= GIVEN INSTRUCTION =
Copy out these lines word for word, starting with the very first one and stopping after the line that contains "155 75 L 150", with both of those lines included.

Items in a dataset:
(begin)
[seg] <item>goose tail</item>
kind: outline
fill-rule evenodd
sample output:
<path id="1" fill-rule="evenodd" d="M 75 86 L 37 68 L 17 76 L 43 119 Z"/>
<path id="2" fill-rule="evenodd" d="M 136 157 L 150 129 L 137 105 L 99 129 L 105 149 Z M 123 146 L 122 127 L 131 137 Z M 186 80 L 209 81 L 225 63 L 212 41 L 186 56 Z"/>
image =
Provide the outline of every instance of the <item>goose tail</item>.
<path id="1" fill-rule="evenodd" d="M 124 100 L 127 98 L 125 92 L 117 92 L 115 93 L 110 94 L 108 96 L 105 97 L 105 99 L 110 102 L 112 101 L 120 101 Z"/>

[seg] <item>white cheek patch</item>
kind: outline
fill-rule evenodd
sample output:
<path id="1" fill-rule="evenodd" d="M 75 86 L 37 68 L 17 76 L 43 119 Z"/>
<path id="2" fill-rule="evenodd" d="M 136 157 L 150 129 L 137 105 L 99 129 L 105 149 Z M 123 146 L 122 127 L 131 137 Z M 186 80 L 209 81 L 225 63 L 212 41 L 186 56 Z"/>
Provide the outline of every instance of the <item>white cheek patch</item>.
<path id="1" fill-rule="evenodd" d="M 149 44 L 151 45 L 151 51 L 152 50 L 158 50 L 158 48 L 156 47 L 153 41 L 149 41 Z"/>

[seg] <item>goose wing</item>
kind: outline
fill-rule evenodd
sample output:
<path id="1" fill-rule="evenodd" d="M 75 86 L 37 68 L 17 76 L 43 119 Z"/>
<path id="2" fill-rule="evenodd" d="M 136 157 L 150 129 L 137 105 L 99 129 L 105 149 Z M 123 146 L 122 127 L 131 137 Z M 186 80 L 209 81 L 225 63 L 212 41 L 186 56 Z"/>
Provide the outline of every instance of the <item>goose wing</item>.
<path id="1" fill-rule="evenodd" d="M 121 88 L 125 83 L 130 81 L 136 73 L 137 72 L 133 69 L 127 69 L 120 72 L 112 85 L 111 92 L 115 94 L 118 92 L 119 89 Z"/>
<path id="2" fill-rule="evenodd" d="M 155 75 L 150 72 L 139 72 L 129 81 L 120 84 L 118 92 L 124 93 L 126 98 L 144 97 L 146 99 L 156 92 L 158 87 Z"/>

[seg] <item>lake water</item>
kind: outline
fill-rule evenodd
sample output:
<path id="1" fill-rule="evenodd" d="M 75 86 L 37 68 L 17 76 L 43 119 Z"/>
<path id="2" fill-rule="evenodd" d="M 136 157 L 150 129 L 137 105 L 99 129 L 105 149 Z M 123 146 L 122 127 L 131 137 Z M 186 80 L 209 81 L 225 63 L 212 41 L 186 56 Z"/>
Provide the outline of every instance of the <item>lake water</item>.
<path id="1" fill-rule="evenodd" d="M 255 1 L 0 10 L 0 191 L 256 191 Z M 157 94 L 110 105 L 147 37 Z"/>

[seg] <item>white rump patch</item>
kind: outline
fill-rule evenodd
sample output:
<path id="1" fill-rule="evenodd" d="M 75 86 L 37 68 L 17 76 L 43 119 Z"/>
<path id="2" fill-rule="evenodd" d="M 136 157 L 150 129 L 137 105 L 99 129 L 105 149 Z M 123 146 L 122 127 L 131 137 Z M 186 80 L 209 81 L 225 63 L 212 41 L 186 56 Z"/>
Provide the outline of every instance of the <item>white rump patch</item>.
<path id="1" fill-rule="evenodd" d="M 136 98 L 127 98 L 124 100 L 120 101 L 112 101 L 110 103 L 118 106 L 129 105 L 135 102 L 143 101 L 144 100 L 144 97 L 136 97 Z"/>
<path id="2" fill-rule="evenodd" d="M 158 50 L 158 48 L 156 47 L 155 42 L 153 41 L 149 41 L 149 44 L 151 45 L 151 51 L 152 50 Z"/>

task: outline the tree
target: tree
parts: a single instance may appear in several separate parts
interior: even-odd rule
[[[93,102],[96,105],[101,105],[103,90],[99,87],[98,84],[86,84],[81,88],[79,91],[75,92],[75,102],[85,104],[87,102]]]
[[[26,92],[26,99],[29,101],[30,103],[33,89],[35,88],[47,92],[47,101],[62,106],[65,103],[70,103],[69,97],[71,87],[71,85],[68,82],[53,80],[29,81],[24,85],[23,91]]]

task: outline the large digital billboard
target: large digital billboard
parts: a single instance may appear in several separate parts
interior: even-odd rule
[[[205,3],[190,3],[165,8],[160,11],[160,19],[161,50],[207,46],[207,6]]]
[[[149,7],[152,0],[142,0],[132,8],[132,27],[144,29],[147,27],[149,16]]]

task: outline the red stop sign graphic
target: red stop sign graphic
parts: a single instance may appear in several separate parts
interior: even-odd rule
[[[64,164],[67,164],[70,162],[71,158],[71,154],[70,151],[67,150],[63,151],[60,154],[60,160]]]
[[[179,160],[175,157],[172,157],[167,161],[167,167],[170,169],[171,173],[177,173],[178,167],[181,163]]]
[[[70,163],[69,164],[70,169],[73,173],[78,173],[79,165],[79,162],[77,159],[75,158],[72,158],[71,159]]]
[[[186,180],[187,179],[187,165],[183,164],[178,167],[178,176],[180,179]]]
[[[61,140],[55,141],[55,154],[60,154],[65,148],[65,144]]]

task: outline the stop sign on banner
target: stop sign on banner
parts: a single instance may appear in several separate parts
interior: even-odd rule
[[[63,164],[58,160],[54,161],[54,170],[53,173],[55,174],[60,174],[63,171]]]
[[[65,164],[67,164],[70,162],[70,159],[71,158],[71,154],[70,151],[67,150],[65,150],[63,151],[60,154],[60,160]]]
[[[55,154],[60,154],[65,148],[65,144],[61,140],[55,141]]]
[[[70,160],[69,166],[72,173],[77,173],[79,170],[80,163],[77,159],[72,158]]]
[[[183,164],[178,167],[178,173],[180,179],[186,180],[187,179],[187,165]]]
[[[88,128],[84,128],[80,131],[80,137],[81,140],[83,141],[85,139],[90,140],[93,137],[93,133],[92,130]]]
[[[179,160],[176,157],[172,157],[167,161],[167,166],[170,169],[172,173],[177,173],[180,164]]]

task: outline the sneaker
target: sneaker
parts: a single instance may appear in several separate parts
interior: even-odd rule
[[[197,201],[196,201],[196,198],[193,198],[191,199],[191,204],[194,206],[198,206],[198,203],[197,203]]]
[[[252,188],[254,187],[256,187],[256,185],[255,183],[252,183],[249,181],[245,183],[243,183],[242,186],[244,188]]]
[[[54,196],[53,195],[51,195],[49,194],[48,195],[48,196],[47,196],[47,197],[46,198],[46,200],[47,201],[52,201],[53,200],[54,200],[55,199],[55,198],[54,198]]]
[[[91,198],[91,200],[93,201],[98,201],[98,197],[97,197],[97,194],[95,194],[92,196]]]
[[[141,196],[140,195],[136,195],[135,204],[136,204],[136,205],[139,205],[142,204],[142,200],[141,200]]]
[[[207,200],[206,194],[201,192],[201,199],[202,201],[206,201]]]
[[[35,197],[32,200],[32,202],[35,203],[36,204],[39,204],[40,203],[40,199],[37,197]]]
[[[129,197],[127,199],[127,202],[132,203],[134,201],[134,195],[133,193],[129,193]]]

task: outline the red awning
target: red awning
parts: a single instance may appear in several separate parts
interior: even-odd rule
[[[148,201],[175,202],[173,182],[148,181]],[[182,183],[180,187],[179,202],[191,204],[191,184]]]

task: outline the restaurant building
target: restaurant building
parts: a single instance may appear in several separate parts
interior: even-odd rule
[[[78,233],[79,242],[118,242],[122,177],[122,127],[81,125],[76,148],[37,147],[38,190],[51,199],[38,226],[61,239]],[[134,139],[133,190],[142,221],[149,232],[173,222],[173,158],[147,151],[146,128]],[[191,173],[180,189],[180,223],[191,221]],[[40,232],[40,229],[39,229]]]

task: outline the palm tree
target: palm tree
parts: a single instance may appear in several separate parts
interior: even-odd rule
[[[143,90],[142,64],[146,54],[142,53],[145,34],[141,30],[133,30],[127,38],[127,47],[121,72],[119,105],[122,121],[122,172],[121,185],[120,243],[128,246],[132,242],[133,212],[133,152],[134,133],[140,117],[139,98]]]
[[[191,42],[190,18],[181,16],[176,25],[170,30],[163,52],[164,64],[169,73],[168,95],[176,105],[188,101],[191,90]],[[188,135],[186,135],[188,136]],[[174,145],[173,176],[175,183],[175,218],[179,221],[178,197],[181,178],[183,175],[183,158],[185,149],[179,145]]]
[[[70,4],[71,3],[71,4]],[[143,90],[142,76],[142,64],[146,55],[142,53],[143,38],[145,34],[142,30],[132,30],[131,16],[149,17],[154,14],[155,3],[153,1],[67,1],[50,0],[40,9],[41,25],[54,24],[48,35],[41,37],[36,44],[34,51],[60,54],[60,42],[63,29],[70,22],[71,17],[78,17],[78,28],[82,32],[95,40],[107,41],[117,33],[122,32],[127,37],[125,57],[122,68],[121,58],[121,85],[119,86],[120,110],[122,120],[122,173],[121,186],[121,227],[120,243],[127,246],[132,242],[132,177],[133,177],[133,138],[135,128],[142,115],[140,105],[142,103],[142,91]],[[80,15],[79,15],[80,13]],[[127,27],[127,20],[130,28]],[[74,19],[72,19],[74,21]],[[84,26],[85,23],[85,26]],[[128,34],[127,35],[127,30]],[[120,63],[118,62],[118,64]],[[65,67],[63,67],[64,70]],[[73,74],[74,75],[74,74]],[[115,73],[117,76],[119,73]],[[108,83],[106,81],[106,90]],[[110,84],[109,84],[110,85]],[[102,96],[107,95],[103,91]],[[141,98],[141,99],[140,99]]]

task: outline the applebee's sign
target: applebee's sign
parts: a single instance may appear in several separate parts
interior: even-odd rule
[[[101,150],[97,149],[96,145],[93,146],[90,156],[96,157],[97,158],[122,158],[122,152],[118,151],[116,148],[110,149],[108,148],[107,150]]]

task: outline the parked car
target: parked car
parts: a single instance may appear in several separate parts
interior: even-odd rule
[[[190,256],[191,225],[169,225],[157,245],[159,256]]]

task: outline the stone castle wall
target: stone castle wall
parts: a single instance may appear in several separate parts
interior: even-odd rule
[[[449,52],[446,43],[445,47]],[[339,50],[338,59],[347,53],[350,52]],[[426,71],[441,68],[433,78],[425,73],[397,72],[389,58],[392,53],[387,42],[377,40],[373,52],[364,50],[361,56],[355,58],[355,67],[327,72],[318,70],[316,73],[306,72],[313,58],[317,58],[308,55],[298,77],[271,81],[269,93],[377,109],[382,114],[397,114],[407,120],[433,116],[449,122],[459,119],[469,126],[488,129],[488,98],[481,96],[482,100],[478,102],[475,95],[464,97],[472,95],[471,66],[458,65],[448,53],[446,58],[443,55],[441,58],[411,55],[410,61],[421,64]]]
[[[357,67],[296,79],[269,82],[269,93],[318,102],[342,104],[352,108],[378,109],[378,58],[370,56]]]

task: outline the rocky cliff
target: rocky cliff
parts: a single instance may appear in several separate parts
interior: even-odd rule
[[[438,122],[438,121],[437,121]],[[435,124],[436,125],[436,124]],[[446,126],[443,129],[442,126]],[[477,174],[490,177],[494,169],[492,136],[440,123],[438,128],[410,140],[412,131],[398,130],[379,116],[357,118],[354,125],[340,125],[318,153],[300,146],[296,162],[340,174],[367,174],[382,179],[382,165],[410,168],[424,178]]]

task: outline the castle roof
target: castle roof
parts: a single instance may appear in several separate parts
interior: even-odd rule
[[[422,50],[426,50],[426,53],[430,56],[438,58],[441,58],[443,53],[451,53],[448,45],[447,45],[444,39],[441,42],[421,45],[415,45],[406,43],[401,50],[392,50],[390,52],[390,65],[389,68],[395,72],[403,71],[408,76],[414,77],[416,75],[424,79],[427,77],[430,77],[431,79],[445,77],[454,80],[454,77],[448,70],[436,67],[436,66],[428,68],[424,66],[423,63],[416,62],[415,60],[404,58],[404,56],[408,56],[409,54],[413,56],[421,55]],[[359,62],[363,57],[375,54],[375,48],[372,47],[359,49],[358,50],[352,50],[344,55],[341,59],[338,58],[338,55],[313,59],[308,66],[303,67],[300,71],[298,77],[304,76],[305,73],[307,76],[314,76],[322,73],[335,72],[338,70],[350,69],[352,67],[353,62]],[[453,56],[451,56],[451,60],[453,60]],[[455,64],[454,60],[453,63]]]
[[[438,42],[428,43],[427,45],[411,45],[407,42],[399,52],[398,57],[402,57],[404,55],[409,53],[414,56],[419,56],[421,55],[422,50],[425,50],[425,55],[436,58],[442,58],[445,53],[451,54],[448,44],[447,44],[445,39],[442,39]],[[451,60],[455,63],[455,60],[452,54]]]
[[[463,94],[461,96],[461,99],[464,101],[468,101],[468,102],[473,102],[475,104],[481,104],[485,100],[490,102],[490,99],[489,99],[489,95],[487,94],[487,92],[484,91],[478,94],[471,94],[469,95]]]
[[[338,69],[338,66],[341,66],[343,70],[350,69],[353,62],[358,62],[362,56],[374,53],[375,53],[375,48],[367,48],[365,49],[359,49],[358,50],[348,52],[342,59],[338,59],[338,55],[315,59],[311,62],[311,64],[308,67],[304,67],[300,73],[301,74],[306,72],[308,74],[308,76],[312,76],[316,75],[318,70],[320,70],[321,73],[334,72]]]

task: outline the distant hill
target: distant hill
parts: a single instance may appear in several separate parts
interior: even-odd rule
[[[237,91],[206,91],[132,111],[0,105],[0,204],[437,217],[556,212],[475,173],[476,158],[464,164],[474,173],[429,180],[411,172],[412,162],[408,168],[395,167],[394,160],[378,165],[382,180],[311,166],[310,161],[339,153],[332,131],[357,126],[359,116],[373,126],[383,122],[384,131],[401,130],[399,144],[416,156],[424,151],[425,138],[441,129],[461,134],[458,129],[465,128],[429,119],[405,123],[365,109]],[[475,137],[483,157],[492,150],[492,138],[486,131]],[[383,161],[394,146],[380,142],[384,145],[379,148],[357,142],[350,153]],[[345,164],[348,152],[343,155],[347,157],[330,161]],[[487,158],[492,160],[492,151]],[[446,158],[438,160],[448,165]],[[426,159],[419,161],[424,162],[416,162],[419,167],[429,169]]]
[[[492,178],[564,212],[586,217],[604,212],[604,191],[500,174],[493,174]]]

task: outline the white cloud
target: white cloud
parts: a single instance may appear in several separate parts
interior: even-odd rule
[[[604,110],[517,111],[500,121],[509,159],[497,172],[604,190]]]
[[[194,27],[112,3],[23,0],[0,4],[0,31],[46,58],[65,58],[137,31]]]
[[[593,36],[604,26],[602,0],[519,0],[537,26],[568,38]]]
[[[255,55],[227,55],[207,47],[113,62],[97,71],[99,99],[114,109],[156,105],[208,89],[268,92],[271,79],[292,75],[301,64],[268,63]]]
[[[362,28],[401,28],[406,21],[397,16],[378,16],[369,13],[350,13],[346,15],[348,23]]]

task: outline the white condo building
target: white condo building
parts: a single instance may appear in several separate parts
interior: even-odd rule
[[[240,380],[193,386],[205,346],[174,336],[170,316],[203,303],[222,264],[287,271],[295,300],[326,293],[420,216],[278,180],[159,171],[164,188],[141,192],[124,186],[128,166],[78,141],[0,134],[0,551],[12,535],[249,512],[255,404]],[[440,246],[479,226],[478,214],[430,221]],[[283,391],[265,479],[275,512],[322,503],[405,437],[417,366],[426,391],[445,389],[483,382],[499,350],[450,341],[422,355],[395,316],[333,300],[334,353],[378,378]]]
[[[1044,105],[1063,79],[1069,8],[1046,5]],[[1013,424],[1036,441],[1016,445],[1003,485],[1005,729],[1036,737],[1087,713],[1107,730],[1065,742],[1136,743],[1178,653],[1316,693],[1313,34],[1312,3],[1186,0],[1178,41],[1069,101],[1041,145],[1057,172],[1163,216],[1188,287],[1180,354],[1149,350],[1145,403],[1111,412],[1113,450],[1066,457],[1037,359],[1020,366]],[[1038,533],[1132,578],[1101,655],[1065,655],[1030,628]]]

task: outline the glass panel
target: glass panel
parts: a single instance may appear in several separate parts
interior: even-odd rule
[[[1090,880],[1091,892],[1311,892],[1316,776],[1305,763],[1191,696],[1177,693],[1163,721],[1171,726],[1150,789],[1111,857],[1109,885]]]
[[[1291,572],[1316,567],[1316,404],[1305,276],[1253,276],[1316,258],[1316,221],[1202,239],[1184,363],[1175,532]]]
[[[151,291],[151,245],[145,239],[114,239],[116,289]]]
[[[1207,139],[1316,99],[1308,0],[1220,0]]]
(end)
= FULL OUTPUT =
[seg] <item>goose tail</item>
kind: outline
fill-rule evenodd
sample output:
<path id="1" fill-rule="evenodd" d="M 75 86 L 37 68 L 17 76 L 43 119 Z"/>
<path id="2" fill-rule="evenodd" d="M 136 157 L 150 129 L 137 105 L 99 129 L 105 149 Z M 123 146 L 122 127 L 131 137 Z M 186 80 L 209 81 L 225 63 L 212 41 L 186 56 Z"/>
image =
Provide the outline of every instance of the <item>goose tail</item>.
<path id="1" fill-rule="evenodd" d="M 124 100 L 127 98 L 125 92 L 117 92 L 115 93 L 110 94 L 108 96 L 105 97 L 105 99 L 110 102 L 112 101 L 120 101 Z"/>

[seg] <item>white cheek patch</item>
kind: outline
fill-rule evenodd
sample output:
<path id="1" fill-rule="evenodd" d="M 75 86 L 37 68 L 17 76 L 43 119 Z"/>
<path id="2" fill-rule="evenodd" d="M 136 157 L 150 129 L 137 105 L 99 129 L 105 149 Z M 123 146 L 122 127 L 131 137 Z M 186 80 L 209 81 L 225 63 L 212 41 L 186 56 Z"/>
Provide the outline of every instance of the <item>white cheek patch</item>.
<path id="1" fill-rule="evenodd" d="M 149 44 L 151 45 L 151 51 L 152 50 L 158 50 L 158 48 L 156 47 L 153 41 L 149 41 Z"/>

[seg] <item>goose wing</item>
kind: outline
fill-rule evenodd
sample output:
<path id="1" fill-rule="evenodd" d="M 75 86 L 37 68 L 17 76 L 43 119 Z"/>
<path id="2" fill-rule="evenodd" d="M 136 157 L 150 129 L 137 105 L 99 129 L 105 149 Z M 123 146 L 122 127 L 131 137 Z M 186 80 L 209 81 L 225 63 L 212 41 L 186 56 Z"/>
Provide the outline of every instance of the <item>goose wing</item>.
<path id="1" fill-rule="evenodd" d="M 121 88 L 125 83 L 130 81 L 136 73 L 137 72 L 133 69 L 127 69 L 120 72 L 112 85 L 111 92 L 115 94 L 118 92 L 119 89 Z"/>
<path id="2" fill-rule="evenodd" d="M 155 75 L 150 72 L 139 72 L 129 81 L 120 84 L 118 92 L 124 93 L 126 98 L 144 97 L 146 99 L 156 92 L 158 87 Z"/>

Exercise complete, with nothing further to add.